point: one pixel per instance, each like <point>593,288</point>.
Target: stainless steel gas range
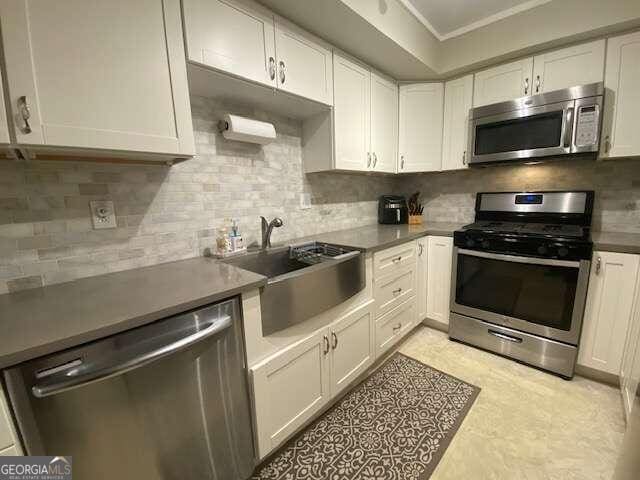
<point>520,276</point>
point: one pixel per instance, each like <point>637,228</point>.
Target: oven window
<point>537,131</point>
<point>541,294</point>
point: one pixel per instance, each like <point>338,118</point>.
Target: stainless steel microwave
<point>558,123</point>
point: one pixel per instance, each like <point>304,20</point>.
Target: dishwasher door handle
<point>77,376</point>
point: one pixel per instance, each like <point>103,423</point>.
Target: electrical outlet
<point>103,214</point>
<point>305,201</point>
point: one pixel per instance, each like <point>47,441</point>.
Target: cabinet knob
<point>272,68</point>
<point>25,114</point>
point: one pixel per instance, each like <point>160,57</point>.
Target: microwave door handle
<point>568,127</point>
<point>73,378</point>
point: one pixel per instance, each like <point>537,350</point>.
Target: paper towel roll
<point>247,130</point>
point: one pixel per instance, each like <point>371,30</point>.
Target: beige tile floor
<point>525,424</point>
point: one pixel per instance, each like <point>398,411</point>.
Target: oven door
<point>545,297</point>
<point>524,133</point>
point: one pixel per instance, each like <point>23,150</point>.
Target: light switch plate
<point>103,214</point>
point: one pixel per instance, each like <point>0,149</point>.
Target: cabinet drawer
<point>394,259</point>
<point>391,290</point>
<point>392,327</point>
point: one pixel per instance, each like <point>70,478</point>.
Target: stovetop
<point>541,230</point>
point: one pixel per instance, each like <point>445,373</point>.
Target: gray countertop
<point>616,242</point>
<point>45,320</point>
<point>378,237</point>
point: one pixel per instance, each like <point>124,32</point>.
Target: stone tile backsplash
<point>171,213</point>
<point>450,196</point>
<point>168,213</point>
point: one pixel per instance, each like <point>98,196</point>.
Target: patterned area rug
<point>395,425</point>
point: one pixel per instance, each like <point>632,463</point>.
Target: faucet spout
<point>267,230</point>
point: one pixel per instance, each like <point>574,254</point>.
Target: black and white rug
<point>395,425</point>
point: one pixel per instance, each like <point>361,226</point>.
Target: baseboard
<point>436,325</point>
<point>598,376</point>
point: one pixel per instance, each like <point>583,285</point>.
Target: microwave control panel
<point>587,126</point>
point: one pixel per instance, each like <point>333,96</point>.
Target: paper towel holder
<point>235,127</point>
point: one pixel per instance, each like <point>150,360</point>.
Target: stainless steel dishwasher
<point>164,401</point>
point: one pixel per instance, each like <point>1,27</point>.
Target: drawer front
<point>392,327</point>
<point>394,259</point>
<point>392,290</point>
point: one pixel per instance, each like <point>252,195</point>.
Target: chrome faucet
<point>267,229</point>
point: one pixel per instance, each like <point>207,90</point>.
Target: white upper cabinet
<point>439,264</point>
<point>305,65</point>
<point>4,127</point>
<point>232,36</point>
<point>384,124</point>
<point>503,83</point>
<point>607,315</point>
<point>352,115</point>
<point>578,65</point>
<point>622,97</point>
<point>420,132</point>
<point>458,100</point>
<point>91,74</point>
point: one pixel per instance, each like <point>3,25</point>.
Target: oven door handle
<point>517,259</point>
<point>503,336</point>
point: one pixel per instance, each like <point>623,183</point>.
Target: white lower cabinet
<point>439,262</point>
<point>421,278</point>
<point>390,328</point>
<point>290,387</point>
<point>612,285</point>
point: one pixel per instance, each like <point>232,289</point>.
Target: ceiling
<point>450,18</point>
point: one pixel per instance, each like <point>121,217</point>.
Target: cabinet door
<point>384,124</point>
<point>232,36</point>
<point>439,256</point>
<point>503,83</point>
<point>289,389</point>
<point>421,127</point>
<point>93,75</point>
<point>612,284</point>
<point>421,274</point>
<point>4,127</point>
<point>578,65</point>
<point>305,64</point>
<point>622,97</point>
<point>352,115</point>
<point>458,99</point>
<point>352,345</point>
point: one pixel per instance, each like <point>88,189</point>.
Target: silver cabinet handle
<point>78,376</point>
<point>272,68</point>
<point>503,336</point>
<point>25,114</point>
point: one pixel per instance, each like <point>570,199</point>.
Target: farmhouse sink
<point>303,280</point>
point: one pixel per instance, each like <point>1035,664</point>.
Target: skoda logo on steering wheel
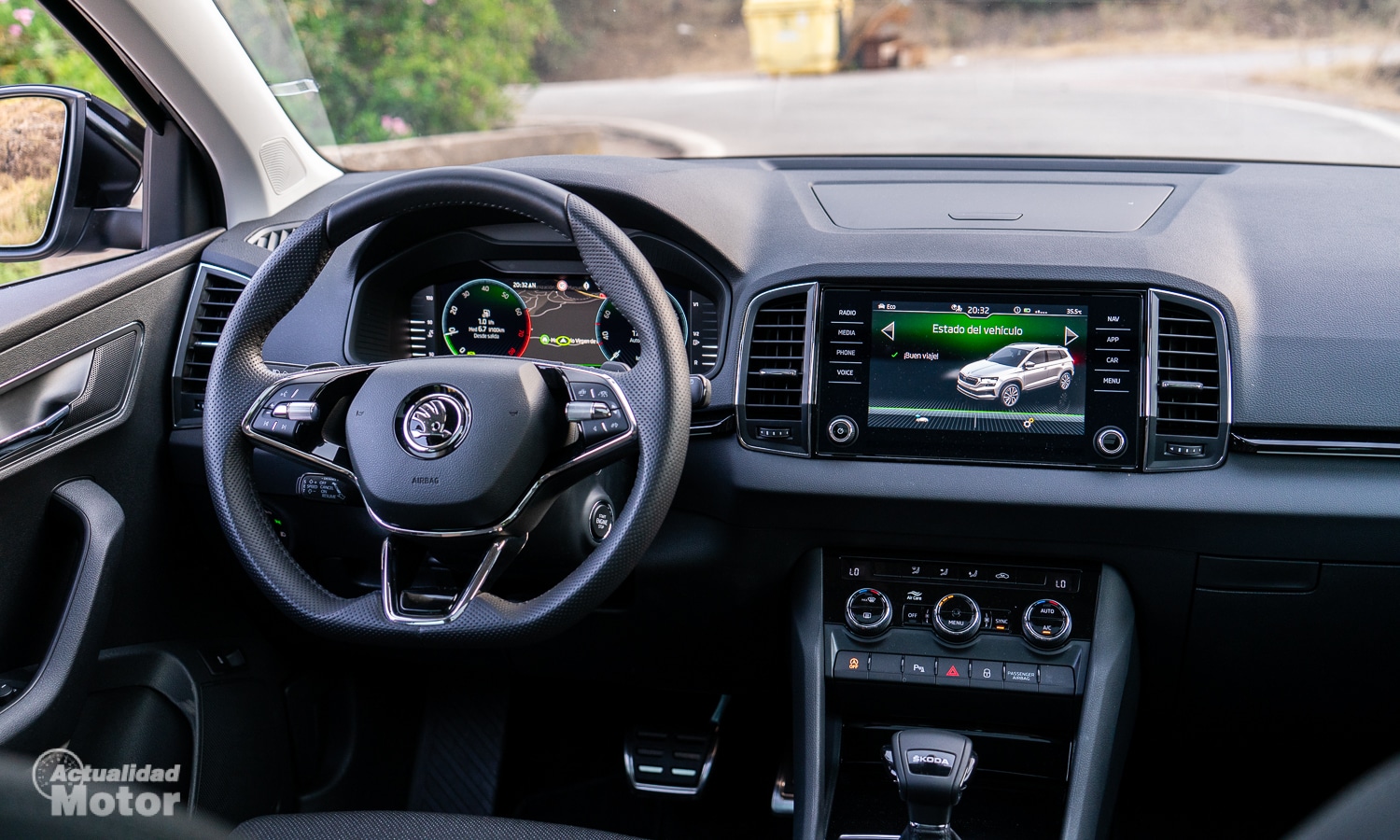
<point>434,423</point>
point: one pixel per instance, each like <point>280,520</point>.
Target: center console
<point>1029,660</point>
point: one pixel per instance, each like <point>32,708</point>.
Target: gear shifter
<point>931,767</point>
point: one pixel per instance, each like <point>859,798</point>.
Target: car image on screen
<point>1015,369</point>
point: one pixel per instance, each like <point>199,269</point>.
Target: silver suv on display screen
<point>1016,369</point>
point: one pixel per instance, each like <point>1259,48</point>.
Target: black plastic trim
<point>49,705</point>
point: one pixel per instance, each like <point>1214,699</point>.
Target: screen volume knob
<point>1046,623</point>
<point>842,430</point>
<point>868,612</point>
<point>957,618</point>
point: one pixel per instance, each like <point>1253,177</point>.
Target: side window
<point>34,49</point>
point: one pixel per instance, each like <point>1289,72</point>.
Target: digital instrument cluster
<point>565,318</point>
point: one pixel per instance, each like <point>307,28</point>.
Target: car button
<point>848,665</point>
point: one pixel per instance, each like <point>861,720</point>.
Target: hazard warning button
<point>954,672</point>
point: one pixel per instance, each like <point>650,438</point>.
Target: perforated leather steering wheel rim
<point>657,389</point>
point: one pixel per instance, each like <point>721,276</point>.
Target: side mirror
<point>69,167</point>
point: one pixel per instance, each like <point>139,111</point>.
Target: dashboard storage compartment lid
<point>1033,206</point>
<point>1238,574</point>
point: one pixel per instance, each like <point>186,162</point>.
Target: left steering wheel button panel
<point>277,427</point>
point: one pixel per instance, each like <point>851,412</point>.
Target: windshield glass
<point>1008,356</point>
<point>414,83</point>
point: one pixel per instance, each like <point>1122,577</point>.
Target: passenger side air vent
<point>773,405</point>
<point>1189,423</point>
<point>272,237</point>
<point>216,291</point>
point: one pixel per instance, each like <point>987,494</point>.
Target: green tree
<point>409,67</point>
<point>34,49</point>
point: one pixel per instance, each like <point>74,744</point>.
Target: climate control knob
<point>1046,623</point>
<point>957,618</point>
<point>868,612</point>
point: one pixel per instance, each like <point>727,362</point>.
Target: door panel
<point>98,342</point>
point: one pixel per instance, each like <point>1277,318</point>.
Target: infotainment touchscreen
<point>1043,377</point>
<point>972,364</point>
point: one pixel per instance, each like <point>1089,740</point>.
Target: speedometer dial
<point>486,318</point>
<point>616,336</point>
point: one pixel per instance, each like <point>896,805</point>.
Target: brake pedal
<point>672,759</point>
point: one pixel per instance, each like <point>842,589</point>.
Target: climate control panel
<point>959,622</point>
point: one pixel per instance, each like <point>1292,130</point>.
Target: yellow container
<point>790,36</point>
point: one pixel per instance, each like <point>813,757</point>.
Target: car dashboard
<point>1025,448</point>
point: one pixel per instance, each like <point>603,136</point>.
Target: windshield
<point>413,83</point>
<point>1008,356</point>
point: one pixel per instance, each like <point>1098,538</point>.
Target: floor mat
<point>459,752</point>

■ Problem description: Word for word, set down every record, keeping the images out.

■ Completed task:
point: one pixel per instance, each like <point>593,288</point>.
Target: stainless steel gas range
<point>520,276</point>
point: one pixel per instance, each like <point>637,228</point>.
Target: oven window
<point>537,131</point>
<point>541,294</point>
point: one pixel per instance, each like <point>338,118</point>.
Target: stainless steel microwave
<point>558,123</point>
point: one pixel per instance, each like <point>304,20</point>.
Target: dishwasher door handle
<point>77,376</point>
point: one pixel per instance, each like <point>103,423</point>.
Target: electrical outlet
<point>103,214</point>
<point>305,201</point>
point: one pixel per instance, each like <point>47,441</point>.
Target: cabinet knob
<point>272,68</point>
<point>25,114</point>
point: one pixel per instance, each like <point>160,57</point>.
Target: microwave door handle
<point>568,127</point>
<point>73,378</point>
point: one pixel per instance, each like <point>537,350</point>.
Target: paper towel roll
<point>247,130</point>
point: one pixel per instance, each like <point>371,30</point>.
Target: beige tile floor
<point>525,424</point>
point: one pixel per instance, each like <point>398,411</point>.
Target: oven door
<point>545,297</point>
<point>524,133</point>
point: one pixel per instance, each like <point>23,150</point>.
Target: light switch plate
<point>103,214</point>
point: one pixel per instance, each like <point>0,149</point>.
Target: cabinet drawer
<point>394,259</point>
<point>391,290</point>
<point>392,327</point>
point: one pixel per instance, each like <point>70,478</point>.
Target: stovetop
<point>541,230</point>
point: one pixel per instance, each like <point>445,373</point>.
Target: gray countertop
<point>616,242</point>
<point>45,320</point>
<point>378,237</point>
point: one pixel per instance, each like <point>124,32</point>.
Target: stone tile backsplash
<point>171,213</point>
<point>450,196</point>
<point>168,213</point>
point: one pixel per instance, each like <point>98,196</point>.
Target: patterned area rug
<point>395,425</point>
point: one pixel per instance, each like <point>632,463</point>.
Target: faucet spout
<point>267,230</point>
point: one pixel per instance, each like <point>574,254</point>.
Target: black and white rug
<point>395,425</point>
point: one pixel per instance, each like <point>361,226</point>.
Target: baseboard
<point>436,325</point>
<point>598,376</point>
point: one pixel per instance, each like <point>583,285</point>.
Target: microwave control panel
<point>587,126</point>
point: one pixel per instance, each like <point>333,96</point>.
Target: paper towel holder
<point>235,127</point>
point: one pixel per instance, each like <point>150,360</point>.
Target: stainless steel dishwasher
<point>164,401</point>
point: one pixel per instance, each like <point>1,27</point>.
Target: drawer front
<point>392,327</point>
<point>394,259</point>
<point>392,290</point>
point: one pixel per instance, each like <point>252,195</point>.
Target: chrome faucet
<point>267,229</point>
point: one pixel per instance, each like <point>207,90</point>.
Target: white upper cabinet
<point>439,264</point>
<point>305,65</point>
<point>4,127</point>
<point>232,36</point>
<point>384,124</point>
<point>503,83</point>
<point>607,315</point>
<point>352,115</point>
<point>578,65</point>
<point>622,97</point>
<point>420,132</point>
<point>458,100</point>
<point>91,74</point>
point: one pixel per instance, each like <point>3,25</point>.
Target: oven door handle
<point>517,259</point>
<point>503,336</point>
point: one pixel per instance, each like <point>623,183</point>.
Target: white lower cabinet
<point>439,262</point>
<point>421,278</point>
<point>390,328</point>
<point>290,387</point>
<point>612,285</point>
point: one pixel per instance, each like <point>232,289</point>.
Target: ceiling
<point>450,18</point>
point: one pixel per instance, each like <point>121,217</point>.
Target: cabinet door
<point>384,124</point>
<point>232,36</point>
<point>439,256</point>
<point>503,83</point>
<point>289,389</point>
<point>421,127</point>
<point>93,75</point>
<point>612,284</point>
<point>421,274</point>
<point>4,127</point>
<point>578,65</point>
<point>305,64</point>
<point>622,97</point>
<point>352,115</point>
<point>458,99</point>
<point>352,345</point>
point: one pixel per instance, each like <point>88,189</point>.
Target: silver cabinet handle
<point>78,376</point>
<point>272,68</point>
<point>503,336</point>
<point>25,114</point>
point: one pixel per instance, each like <point>570,199</point>.
Target: farmhouse sink
<point>303,280</point>
point: one pixel per instance, each like <point>1035,664</point>.
Target: skoda logo on steering wheel
<point>434,423</point>
point: one pixel per instance, each like <point>280,520</point>.
Target: center console
<point>1029,660</point>
point: one pixel per instance, each like <point>32,708</point>.
Target: gear shifter
<point>931,767</point>
point: one pixel per instance, each like <point>859,798</point>.
Target: car image on screen
<point>1015,369</point>
point: one pixel per instance, each like <point>199,269</point>.
Target: silver suv on display screen
<point>1016,369</point>
point: one pixel per instance, each like <point>1259,48</point>.
Target: black plastic trim
<point>49,705</point>
point: one pixel per instance, each like <point>1214,699</point>.
Target: screen volume knob
<point>1046,623</point>
<point>842,430</point>
<point>868,612</point>
<point>957,618</point>
point: one pixel per instance, each like <point>1253,177</point>.
Target: side window
<point>34,49</point>
point: one pixel per instance, each like <point>1289,72</point>.
Target: digital instrument cluster
<point>565,318</point>
point: one pixel per instance, each like <point>307,28</point>.
Target: car button
<point>848,665</point>
point: one pixel per instance, each like <point>861,720</point>.
Target: hazard warning button
<point>954,672</point>
point: one pixel per instance, each like <point>650,438</point>.
Target: perforated leather steering wheel rim
<point>657,389</point>
point: one pixel per instance, each like <point>721,276</point>.
Target: side mirror
<point>69,167</point>
point: one pixel per instance, each like <point>139,111</point>.
Target: dashboard storage compartment lid
<point>1033,206</point>
<point>1238,574</point>
point: one pixel per instance, each like <point>186,162</point>.
Target: left steering wheel button panel
<point>277,427</point>
point: one pixel per instance, each like <point>851,412</point>.
Target: windshield glass
<point>1008,356</point>
<point>414,83</point>
point: one pixel per instance, each like <point>1122,577</point>.
Target: passenger side air vent
<point>773,405</point>
<point>1189,423</point>
<point>272,237</point>
<point>216,291</point>
point: one pixel per instance, each like <point>987,494</point>.
Target: green tree
<point>409,67</point>
<point>34,49</point>
point: one pixel per instance, each like <point>74,744</point>.
Target: climate control knob
<point>1046,623</point>
<point>957,618</point>
<point>868,612</point>
point: one pixel per instance, each like <point>727,362</point>.
Target: door panel
<point>98,342</point>
point: one pixel per instance, each like <point>1277,318</point>.
Target: infotainment touchscreen
<point>1043,377</point>
<point>972,364</point>
point: one pixel per instance, each like <point>1089,740</point>.
Target: speedometer dial
<point>486,318</point>
<point>616,336</point>
point: one pixel per instance, each like <point>896,805</point>.
Target: brake pedal
<point>672,759</point>
point: one pixel per instance, each like <point>842,589</point>.
Target: climate control panel
<point>959,622</point>
point: one pixel per instance, each like <point>1292,130</point>.
Target: yellow container
<point>790,36</point>
point: one pixel per instance, each like <point>813,757</point>.
Target: car dashboard
<point>1025,448</point>
point: one pixel per instance, each like <point>603,136</point>.
Target: windshield
<point>413,83</point>
<point>1008,356</point>
point: one pixel per instance, each like <point>1098,538</point>.
Target: floor mat
<point>459,752</point>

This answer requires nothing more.